» YOUR OBJECTIVE
Once you have read the records below, restate them word for word.

Stored items
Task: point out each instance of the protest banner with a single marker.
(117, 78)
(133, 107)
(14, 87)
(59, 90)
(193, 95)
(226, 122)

» SOLVED PROBLEM
Task: point out each instance of the protest banner with a single marker.
(117, 78)
(133, 107)
(14, 87)
(59, 90)
(193, 95)
(226, 122)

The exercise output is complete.